**REQUEST**
Copy the records from the line with "scrap metal pile." up to and including the line with "[0,258,260,296]", reproducing each line exactly.

**SUPPLIED ENTRIES**
_ _ _ _ _ _ _

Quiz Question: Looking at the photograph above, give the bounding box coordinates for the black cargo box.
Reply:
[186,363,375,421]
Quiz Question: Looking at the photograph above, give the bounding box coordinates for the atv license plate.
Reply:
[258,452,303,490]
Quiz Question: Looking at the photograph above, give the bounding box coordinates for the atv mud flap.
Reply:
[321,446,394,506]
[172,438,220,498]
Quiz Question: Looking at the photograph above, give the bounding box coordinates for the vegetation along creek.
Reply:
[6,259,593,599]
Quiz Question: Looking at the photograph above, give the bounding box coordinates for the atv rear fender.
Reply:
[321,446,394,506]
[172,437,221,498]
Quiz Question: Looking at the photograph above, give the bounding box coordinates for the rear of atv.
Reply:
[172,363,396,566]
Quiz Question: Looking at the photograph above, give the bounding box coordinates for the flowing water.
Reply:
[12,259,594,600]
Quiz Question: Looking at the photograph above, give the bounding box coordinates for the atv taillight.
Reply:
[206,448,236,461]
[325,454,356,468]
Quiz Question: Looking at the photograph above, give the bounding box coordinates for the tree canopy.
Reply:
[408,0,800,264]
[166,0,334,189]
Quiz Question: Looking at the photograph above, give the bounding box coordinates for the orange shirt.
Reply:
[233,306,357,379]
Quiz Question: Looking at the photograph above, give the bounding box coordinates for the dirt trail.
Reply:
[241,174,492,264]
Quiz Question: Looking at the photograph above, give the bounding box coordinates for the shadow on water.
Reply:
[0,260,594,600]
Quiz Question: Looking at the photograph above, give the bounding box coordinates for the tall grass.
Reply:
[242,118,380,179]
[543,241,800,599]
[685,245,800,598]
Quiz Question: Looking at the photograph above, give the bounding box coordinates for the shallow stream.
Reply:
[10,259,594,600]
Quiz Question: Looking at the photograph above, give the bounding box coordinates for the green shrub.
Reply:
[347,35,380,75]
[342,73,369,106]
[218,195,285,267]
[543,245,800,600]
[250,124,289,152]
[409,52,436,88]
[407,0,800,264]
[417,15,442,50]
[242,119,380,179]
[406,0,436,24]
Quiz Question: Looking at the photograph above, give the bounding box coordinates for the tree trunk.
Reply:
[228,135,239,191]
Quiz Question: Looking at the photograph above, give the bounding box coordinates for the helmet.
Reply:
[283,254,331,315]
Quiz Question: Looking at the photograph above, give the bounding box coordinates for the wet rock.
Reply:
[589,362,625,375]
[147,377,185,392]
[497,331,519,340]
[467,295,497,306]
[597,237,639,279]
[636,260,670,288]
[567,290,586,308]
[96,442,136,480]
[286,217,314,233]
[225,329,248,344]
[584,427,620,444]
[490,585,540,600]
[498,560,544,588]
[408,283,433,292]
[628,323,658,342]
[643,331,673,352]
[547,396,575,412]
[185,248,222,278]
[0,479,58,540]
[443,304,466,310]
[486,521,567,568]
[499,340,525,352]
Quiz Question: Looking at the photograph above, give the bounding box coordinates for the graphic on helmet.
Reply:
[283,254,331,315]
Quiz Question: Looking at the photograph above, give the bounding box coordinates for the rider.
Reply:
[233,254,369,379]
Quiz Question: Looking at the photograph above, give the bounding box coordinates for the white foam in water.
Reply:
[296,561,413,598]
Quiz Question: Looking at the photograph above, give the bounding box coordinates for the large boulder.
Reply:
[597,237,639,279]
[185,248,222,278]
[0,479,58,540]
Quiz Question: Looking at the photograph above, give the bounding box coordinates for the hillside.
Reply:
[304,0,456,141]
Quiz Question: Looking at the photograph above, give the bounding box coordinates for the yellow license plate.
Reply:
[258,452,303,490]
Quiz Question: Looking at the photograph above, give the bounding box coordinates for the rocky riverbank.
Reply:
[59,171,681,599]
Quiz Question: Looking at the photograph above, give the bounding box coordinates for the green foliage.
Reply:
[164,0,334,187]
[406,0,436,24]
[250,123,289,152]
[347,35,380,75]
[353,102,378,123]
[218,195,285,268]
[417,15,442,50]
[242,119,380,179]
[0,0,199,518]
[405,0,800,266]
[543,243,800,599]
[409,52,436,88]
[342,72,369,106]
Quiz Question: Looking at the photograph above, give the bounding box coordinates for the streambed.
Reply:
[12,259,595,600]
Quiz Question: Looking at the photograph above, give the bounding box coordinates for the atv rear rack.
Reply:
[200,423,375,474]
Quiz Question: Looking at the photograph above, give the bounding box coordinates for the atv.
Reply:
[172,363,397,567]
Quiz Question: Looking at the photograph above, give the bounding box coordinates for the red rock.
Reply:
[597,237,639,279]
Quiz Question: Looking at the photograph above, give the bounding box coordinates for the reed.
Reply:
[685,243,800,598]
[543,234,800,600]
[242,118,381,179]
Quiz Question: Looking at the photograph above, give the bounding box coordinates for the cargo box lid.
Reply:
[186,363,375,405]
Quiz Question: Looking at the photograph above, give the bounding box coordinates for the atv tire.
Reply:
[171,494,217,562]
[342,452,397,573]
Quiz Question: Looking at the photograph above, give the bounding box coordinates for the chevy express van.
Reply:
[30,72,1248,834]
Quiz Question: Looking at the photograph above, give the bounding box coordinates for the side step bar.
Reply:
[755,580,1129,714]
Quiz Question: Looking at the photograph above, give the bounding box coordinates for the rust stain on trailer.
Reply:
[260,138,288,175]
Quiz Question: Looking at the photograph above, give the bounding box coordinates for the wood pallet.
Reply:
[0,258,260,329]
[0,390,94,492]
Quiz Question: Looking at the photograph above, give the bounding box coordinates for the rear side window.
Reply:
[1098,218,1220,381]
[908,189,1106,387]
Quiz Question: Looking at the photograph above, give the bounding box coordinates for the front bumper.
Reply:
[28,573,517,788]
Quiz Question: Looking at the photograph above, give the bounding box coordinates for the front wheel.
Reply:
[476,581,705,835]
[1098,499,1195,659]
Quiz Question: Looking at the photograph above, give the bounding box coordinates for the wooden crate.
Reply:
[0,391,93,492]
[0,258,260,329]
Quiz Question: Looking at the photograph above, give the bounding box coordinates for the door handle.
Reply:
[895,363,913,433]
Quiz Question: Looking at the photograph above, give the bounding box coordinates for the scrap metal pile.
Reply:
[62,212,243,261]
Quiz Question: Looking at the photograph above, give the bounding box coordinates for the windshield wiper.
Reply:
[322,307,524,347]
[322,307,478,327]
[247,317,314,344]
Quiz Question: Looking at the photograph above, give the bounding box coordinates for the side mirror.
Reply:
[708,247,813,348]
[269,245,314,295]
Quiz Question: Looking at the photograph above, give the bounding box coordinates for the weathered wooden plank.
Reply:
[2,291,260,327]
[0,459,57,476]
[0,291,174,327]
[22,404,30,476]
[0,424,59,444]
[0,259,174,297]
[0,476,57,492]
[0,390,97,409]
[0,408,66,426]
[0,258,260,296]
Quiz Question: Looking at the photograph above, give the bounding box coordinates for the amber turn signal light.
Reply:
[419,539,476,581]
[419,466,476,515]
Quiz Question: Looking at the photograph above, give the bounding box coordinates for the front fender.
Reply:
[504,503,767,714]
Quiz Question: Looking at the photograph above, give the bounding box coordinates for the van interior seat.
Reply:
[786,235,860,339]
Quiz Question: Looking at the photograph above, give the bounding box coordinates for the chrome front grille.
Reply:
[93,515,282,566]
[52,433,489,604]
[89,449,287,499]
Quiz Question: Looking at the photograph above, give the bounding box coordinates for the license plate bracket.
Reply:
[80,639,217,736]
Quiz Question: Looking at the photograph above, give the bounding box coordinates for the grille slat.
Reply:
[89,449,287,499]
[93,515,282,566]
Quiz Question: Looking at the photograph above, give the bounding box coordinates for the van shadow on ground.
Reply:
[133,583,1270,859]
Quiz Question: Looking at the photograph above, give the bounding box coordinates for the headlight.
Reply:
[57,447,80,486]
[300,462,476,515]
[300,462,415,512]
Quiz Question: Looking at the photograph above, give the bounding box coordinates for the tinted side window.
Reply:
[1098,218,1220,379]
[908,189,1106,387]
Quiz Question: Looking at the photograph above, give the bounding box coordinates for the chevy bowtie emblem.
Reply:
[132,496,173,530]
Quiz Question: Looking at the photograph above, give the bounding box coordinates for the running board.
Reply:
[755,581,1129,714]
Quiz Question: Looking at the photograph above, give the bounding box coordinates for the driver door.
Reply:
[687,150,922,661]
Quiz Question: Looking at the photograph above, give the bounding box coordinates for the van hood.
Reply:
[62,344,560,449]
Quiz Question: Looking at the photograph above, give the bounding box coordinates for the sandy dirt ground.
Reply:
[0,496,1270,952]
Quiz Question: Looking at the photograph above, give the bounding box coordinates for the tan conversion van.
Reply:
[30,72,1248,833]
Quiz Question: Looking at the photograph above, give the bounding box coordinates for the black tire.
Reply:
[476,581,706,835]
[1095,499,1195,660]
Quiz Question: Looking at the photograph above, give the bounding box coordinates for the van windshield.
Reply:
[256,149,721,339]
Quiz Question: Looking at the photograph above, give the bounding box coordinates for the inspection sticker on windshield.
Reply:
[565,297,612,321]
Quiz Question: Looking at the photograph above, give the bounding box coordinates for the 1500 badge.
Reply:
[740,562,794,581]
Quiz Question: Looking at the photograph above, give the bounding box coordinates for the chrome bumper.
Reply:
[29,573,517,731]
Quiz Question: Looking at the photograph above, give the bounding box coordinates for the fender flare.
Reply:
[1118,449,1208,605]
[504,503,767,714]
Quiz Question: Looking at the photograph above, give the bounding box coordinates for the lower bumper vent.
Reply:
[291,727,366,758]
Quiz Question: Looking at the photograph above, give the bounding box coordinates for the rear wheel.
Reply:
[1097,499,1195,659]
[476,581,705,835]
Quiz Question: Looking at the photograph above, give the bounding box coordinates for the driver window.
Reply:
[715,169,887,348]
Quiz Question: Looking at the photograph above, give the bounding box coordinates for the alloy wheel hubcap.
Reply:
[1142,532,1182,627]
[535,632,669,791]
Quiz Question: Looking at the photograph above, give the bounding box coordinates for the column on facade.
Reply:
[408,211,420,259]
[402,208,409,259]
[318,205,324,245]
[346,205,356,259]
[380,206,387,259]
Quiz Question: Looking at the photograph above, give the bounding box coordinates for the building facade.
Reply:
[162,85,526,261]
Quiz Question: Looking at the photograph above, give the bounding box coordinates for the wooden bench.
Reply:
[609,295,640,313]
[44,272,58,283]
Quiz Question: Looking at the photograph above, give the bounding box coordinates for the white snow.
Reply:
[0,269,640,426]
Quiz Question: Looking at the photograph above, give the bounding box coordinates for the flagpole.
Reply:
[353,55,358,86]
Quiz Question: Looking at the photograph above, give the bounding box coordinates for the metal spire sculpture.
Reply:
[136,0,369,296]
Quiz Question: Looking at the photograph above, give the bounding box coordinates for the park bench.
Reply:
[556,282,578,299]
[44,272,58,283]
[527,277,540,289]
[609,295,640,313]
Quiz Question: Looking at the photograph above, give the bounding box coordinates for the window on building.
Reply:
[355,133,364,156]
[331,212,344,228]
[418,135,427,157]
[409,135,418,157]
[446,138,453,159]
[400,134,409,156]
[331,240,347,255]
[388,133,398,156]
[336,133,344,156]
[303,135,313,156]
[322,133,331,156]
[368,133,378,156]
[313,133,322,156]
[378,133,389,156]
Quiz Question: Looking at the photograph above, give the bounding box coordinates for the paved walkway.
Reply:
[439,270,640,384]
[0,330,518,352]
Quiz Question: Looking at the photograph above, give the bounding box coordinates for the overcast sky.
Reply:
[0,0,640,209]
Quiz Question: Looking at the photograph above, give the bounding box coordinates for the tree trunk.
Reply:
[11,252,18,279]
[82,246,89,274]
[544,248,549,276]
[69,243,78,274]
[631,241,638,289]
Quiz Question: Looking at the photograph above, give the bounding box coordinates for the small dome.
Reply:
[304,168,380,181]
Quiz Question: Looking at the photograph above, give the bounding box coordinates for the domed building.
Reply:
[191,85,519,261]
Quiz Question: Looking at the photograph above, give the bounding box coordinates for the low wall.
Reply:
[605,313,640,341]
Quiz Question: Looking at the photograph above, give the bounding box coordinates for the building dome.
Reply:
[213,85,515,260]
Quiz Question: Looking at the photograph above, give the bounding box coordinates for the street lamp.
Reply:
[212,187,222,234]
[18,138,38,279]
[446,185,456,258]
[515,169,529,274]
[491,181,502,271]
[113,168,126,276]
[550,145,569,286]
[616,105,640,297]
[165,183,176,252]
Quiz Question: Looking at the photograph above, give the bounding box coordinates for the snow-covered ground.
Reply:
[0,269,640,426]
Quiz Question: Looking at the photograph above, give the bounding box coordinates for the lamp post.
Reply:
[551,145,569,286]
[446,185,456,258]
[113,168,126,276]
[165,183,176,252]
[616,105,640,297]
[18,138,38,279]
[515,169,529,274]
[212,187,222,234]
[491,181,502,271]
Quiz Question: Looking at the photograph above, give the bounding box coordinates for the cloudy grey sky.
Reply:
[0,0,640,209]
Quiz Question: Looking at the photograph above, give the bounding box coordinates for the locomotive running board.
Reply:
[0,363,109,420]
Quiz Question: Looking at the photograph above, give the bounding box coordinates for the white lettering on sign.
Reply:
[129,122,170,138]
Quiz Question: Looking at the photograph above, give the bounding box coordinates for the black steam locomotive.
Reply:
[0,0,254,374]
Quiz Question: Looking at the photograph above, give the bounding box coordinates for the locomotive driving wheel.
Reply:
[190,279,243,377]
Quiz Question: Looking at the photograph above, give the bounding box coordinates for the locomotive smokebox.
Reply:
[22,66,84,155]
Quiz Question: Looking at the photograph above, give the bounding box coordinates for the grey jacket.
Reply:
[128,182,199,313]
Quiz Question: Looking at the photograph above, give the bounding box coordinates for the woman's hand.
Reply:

_ _ _ _ _ _ _

**OUTPUT**
Quiz Question: Looking at the photograph above, give the bounding box coordinates for the scrap metal pile.
Reply:
[62,212,243,261]
Quiz Question: Looking at the photograph above, give the bounding box coordinates for the windshield wiper.
Reply:
[322,307,524,347]
[322,307,478,327]
[247,317,314,344]
Quiz Question: Looking at the photograph above, give the bounding box coordinates for the side mirror.
Reply:
[708,247,813,348]
[269,245,314,295]
Quiz Question: Looking at the photograph above, give the bounding box coordinates for the weathered wooden plank.
Reply:
[2,291,260,327]
[0,459,57,476]
[0,291,174,327]
[22,404,30,476]
[0,424,59,444]
[0,259,174,297]
[0,476,57,492]
[0,390,97,409]
[0,408,66,426]
[0,258,260,296]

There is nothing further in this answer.